Turn every entry below into a Markdown table with two columns, Row and Line, putting each line in its own numbered row and skipping blank lines. Leave out the pictures.

+ + + + + + +

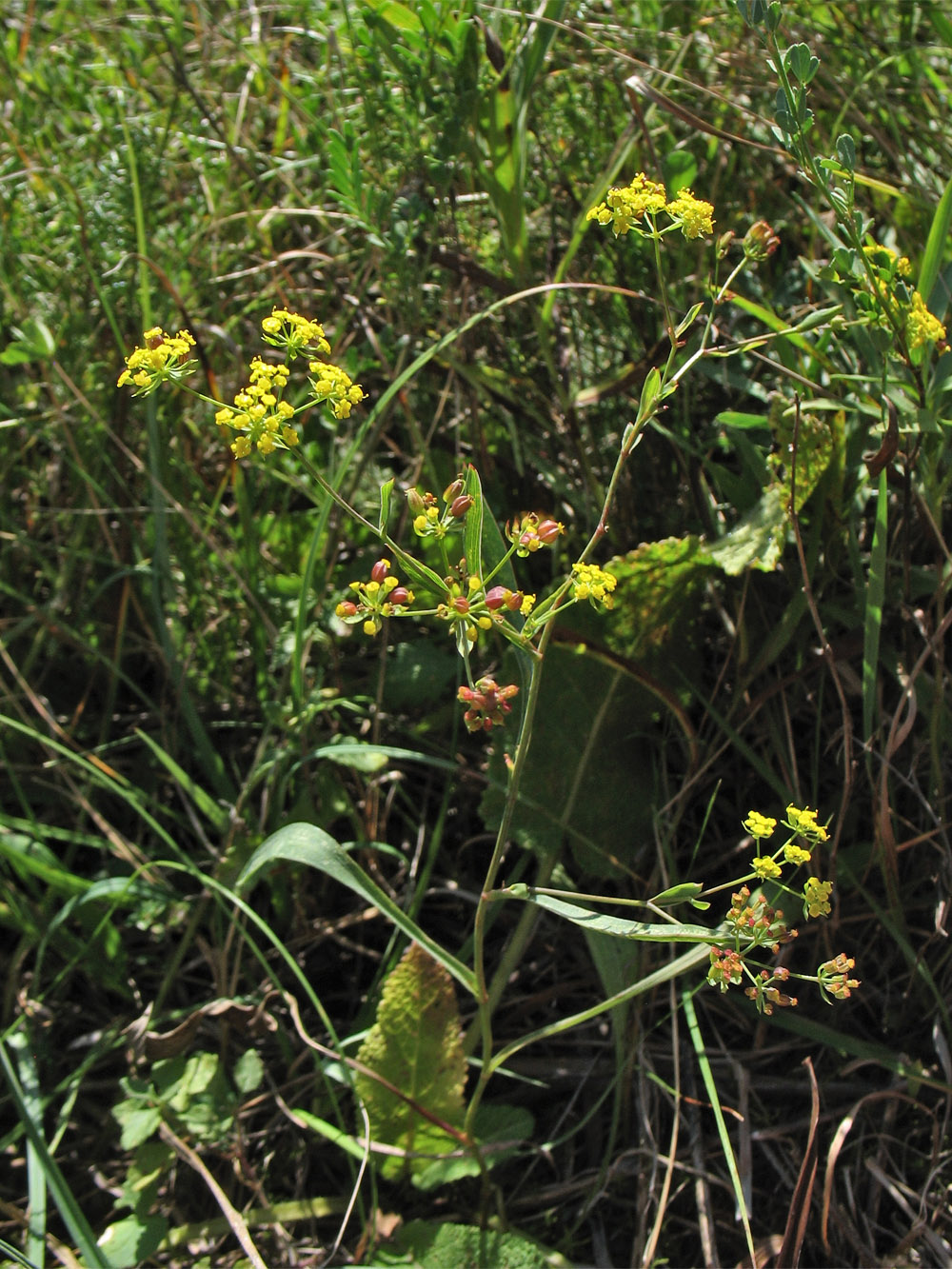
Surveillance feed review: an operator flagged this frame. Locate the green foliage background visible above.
[0,0,952,1265]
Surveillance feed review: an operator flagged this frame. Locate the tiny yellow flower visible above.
[744,811,777,839]
[307,362,365,419]
[803,877,833,918]
[117,327,198,396]
[585,171,667,237]
[906,290,945,349]
[783,843,810,864]
[665,189,713,239]
[750,855,781,881]
[572,564,618,608]
[785,804,829,843]
[262,308,330,359]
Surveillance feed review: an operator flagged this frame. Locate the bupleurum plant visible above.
[119,172,863,1239]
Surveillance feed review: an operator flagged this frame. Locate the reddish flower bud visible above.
[744,221,781,260]
[449,494,476,521]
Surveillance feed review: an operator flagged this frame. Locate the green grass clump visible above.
[0,0,952,1266]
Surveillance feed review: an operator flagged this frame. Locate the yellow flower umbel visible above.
[572,564,618,608]
[783,804,829,845]
[585,171,667,237]
[906,290,945,351]
[665,189,713,239]
[214,357,301,458]
[585,171,713,239]
[117,327,198,396]
[262,308,330,361]
[307,362,363,419]
[744,811,777,840]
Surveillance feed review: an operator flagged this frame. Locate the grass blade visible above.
[0,1040,109,1269]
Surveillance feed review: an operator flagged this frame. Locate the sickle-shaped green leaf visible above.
[235,823,476,996]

+ + + + + + +

▸ **Output of the task**:
| Row | Line |
|---|---|
| 1 | Surveillance feed review: an operator flagged this frame. Locate the green foliage background visible above. |
| 2 | [0,0,952,1265] |
| 3 | Surveillance feed review: an operator flagged this frame. Locate the tiny yellow flower visible above. |
| 4 | [744,811,777,839] |
| 5 | [307,362,365,419] |
| 6 | [803,877,833,918] |
| 7 | [117,327,198,396] |
| 8 | [585,171,667,237] |
| 9 | [906,290,945,349] |
| 10 | [783,843,810,864] |
| 11 | [665,189,713,239] |
| 12 | [750,855,781,881] |
| 13 | [572,564,618,608] |
| 14 | [785,804,829,843] |
| 15 | [262,308,330,359] |
| 16 | Surveillance feed review: an operator flagged this frame. Locate the bupleurum plant visible above. |
| 17 | [119,172,863,1239] |
| 18 | Surveillance feed review: an operator flagged this frame. Locate the reddish flower bud visible above. |
| 19 | [744,221,781,260] |
| 20 | [449,494,476,521] |
| 21 | Surveillance feed review: an operator flagged this frame. Locate the green grass clump visible above. |
| 22 | [0,0,952,1266] |
| 23 | Surveillance feed review: an operator flagged this frame. Locate the yellow flower umbel visible above. |
| 24 | [572,564,618,608] |
| 25 | [783,804,829,845] |
| 26 | [585,171,667,237] |
| 27 | [906,290,945,351] |
| 28 | [665,189,713,239] |
| 29 | [214,357,301,458] |
| 30 | [585,171,713,239] |
| 31 | [117,327,198,396] |
| 32 | [262,308,330,361] |
| 33 | [307,362,363,419] |
| 34 | [744,811,777,840] |
| 35 | Surveillance feed review: an operator flagged this frame. Locate the grass blade visible above. |
| 36 | [0,1040,109,1269] |
| 37 | Surveillance feed review: an operator flagged this frame. Locate the sickle-shaped green leaf visible above. |
| 38 | [235,823,476,996] |